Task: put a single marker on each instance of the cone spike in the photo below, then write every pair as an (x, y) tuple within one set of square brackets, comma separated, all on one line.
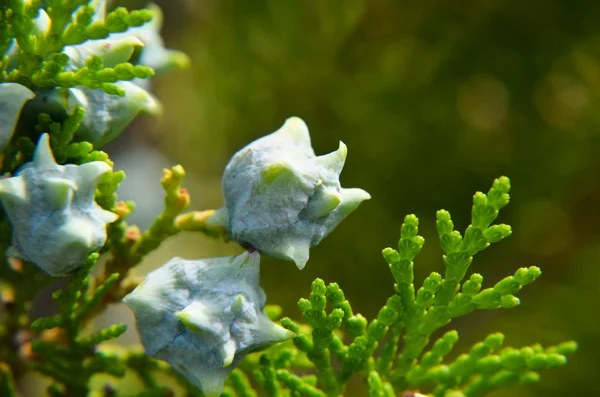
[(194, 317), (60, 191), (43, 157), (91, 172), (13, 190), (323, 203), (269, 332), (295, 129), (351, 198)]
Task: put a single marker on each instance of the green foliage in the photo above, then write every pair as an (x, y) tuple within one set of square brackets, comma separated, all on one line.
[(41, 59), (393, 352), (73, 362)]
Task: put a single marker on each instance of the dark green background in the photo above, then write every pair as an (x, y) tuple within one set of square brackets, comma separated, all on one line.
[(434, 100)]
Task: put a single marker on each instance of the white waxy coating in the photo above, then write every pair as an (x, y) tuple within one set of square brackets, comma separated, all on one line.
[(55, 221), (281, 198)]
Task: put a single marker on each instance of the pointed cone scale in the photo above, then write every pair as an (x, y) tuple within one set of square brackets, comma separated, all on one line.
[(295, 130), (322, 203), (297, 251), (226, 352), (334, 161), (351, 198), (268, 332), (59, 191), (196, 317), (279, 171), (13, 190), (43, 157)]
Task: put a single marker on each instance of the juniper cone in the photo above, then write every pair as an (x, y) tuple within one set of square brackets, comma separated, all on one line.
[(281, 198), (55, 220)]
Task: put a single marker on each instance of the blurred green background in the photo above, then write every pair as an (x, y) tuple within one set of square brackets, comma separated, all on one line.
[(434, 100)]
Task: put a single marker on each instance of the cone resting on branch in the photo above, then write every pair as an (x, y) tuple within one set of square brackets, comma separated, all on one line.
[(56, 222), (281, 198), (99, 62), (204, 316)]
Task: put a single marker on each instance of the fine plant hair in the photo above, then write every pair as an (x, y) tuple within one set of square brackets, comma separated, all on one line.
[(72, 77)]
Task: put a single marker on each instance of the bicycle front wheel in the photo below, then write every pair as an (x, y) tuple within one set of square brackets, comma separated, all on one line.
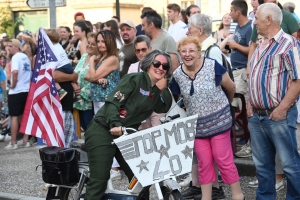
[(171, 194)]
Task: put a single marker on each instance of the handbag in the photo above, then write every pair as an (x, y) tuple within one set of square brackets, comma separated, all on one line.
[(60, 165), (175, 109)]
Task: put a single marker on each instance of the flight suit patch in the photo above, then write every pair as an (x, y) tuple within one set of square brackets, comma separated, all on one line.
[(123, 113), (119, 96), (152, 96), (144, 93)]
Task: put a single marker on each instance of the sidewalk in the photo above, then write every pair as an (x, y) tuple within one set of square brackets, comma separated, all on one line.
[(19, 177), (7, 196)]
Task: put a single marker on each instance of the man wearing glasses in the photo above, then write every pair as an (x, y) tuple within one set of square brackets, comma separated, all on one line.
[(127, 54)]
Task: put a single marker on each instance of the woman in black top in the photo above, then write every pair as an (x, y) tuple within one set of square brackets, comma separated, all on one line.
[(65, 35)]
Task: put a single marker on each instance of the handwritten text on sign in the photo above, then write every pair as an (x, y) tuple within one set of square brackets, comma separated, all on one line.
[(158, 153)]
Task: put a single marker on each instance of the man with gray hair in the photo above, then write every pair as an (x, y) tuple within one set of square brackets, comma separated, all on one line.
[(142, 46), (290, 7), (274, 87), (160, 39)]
■ ■ ■
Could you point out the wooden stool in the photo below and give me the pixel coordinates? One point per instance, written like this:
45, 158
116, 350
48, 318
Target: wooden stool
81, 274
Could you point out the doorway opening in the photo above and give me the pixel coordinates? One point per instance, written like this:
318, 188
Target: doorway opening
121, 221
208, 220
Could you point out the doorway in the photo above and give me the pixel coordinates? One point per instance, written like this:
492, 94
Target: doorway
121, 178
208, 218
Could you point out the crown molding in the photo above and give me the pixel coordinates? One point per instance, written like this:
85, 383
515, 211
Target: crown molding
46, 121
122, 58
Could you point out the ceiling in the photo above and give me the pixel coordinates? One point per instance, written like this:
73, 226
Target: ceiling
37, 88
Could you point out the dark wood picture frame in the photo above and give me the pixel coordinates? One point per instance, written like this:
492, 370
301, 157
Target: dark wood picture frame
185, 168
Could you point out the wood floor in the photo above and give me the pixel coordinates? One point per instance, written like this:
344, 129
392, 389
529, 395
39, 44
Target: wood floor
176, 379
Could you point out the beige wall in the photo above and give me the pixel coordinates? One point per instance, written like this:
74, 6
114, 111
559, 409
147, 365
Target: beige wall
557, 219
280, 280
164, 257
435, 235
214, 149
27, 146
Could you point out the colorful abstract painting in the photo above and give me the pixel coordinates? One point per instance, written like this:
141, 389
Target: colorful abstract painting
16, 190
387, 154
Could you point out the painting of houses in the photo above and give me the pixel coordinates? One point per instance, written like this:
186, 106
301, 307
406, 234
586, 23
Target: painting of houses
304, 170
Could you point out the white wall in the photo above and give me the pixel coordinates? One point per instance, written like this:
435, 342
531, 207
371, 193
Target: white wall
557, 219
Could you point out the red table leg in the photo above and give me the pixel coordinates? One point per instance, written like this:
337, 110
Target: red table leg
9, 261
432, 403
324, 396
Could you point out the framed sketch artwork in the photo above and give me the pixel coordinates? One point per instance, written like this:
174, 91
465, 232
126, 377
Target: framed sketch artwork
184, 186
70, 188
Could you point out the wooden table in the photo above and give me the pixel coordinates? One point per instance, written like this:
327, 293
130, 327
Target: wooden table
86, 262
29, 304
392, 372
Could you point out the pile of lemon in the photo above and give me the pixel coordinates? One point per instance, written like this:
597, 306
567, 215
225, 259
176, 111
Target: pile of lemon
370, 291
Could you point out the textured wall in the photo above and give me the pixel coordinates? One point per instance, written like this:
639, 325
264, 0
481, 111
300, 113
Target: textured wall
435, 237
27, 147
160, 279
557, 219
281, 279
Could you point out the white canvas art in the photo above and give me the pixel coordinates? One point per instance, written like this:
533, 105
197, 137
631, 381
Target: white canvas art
■ ■ ■
TASK PROMPT:
Shift every coordinate in the answers by -33 and write out the listing again, requests included, starting with the line with "the cone spike" and going on through the line with "129), (351, 198)]", both of those lines included. Give only these lines, and leave the pictures out.

TASK RESPONSE:
Task: put a single marker on each instance of the cone spike in the photo below, then write every pair as an (x, y) tuple within one set of square brackets, comma separated, all on one line.
[(161, 284), (27, 158), (10, 124), (58, 139), (-20, 157), (290, 170), (236, 299), (262, 96), (318, 165)]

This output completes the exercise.